EXERCISE GOAL:
List every individual person named in the Ketone-IQ company profile.

Ketone-IQ
- Type: Private
- Industry: Nutrition
- Founders: Geoffrey Woo, Michael Brandt
- Headquarters: San Francisco
- Area served: United States
- Key people: Jon Jones (Co-owner) Steven Bartlett (Co-owner)
- Website: ketone.com

= Ketone-IQ =

American supplement company

Ketone-IQ is an American company that specializes in manufacturing and distributing a ketone drink. Previously known as Health Via Modern Nutrition, Inc or "HVMN", the company re-branded itself as Ketone-IQ in May 2024.

==History==
The company was founded as Nootrobox in 2014 by Geoffrey Woo and Michael Brandt. While forming the company Woo was an Entrepreneur in residence at venture capital firm Foundation Capital, while Brandt worked as a Google employee, a freelance photographer, and an adjunct professor at the Academy of Art University.

In October 2015, the company announced that Silicon Valley angel investors including Marissa Mayer and Mark Pincus had invested $500,000 in the company. In December 2015, Andreessen Horowitz led a $2 million venture capital round in the company. Chris Dixon, who has experience at companies like Soylent, led the investment for Andreessen Horowitz.

In August 2016, the company partnered with 7-Eleven locations in San Francisco. In January 2017, Woo and Brandt were named to Forbes 30 Under 30 in Consumer Technology. In June 2017, the company changed its name to H.V.M.N., "Health Via Modern Nutrition". In 2018, HVMN products affiliated with United States Special Operations Command were tested as part of Operation Tech Warrior hosted at the National Center for Medical Readiness. In 2023, HVMN launched in nationwide grocery retail in Sprouts Farmers Market.

In 2024, the company re-branded itself as Ketone-IQ and ketone.com, which is the name of the company's primary product. Ketone-IQ signed a three year partnership with Visma–Lease a Bike (men's team), a UCI World Tour team.

In 2025, Ketone-IQ brought on podcaster Steven Bartlett and UFC fighter Jon Jones as co-owners of the company. As of that date, Ketone-IQ is distributed nationwide in Target, Sprouts, and other retailers.

PROVIDED MATERIAL:
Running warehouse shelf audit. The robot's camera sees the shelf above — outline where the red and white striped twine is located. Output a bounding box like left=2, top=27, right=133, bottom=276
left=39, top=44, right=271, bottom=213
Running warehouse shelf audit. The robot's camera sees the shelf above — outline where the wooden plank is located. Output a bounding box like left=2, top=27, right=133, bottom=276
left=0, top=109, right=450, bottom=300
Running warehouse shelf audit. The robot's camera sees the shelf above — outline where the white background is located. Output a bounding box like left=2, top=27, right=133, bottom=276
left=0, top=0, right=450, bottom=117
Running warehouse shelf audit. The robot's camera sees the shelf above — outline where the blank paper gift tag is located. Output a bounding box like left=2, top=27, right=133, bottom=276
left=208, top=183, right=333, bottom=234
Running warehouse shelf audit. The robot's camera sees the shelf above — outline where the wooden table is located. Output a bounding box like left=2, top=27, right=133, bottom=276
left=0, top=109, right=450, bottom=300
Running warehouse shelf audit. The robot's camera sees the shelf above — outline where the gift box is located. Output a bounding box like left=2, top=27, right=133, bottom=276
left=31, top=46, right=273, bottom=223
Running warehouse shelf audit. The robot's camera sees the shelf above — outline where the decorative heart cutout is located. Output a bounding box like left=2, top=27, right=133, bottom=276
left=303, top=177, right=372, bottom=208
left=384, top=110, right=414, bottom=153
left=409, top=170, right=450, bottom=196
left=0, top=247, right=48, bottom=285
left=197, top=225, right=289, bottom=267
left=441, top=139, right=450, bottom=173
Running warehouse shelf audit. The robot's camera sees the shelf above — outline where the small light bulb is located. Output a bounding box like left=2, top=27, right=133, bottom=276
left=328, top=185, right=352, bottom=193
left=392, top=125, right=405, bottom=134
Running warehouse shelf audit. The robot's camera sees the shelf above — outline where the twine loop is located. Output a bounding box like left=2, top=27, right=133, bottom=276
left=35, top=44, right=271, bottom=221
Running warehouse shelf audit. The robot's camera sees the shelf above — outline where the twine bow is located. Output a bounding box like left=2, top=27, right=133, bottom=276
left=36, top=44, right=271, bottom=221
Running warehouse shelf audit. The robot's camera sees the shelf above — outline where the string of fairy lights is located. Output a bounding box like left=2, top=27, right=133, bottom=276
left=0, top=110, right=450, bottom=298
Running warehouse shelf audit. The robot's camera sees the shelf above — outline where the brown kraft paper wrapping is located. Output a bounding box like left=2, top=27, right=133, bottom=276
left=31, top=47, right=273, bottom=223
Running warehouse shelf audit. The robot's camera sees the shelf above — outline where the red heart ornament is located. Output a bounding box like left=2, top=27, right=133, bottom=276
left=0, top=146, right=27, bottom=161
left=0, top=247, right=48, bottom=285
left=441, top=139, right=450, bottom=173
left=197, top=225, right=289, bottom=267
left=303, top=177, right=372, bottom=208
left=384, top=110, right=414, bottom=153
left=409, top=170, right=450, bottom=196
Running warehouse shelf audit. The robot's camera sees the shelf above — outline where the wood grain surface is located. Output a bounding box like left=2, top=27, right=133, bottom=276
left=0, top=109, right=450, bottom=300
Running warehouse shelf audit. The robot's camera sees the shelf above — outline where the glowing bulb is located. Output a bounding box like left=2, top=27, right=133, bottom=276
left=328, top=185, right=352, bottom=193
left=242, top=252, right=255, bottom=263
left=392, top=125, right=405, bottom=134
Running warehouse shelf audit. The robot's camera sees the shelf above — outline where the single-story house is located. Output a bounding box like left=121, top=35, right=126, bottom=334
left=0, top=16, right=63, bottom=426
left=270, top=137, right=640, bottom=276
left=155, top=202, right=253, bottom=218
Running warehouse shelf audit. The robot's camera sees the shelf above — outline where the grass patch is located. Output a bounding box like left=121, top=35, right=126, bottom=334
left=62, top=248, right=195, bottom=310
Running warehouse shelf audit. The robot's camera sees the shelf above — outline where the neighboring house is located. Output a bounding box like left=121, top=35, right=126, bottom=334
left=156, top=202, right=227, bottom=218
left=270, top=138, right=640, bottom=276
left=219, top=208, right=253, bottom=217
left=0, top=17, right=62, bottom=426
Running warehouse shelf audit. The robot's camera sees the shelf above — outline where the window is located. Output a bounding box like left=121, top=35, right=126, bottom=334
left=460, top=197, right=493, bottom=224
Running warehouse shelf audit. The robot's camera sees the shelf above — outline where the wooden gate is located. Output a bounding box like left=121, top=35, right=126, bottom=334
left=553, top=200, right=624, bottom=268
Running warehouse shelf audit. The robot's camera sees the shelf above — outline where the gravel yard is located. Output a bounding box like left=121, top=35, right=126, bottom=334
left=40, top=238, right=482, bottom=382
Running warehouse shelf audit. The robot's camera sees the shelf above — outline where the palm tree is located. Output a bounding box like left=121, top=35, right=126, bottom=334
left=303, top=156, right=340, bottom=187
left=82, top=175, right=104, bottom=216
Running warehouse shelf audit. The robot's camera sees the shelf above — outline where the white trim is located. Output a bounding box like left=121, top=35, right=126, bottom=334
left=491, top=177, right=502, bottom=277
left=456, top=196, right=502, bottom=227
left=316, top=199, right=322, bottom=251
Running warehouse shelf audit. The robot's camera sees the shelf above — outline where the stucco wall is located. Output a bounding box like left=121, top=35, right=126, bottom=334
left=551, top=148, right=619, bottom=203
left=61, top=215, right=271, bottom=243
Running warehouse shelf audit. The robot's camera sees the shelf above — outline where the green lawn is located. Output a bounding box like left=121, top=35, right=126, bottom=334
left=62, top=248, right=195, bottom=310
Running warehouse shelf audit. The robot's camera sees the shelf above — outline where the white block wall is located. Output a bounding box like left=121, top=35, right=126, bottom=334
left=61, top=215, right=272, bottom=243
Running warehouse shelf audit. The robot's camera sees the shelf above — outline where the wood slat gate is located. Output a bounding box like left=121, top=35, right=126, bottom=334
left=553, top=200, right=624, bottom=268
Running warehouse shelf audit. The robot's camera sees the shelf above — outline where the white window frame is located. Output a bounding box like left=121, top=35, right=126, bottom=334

SOLUTION FOR THIS PROBLEM:
Geoffrey Woo, Michael Brandt, Jon Jones, Steven Bartlett, Marissa Mayer, Mark Pincus, Chris Dixon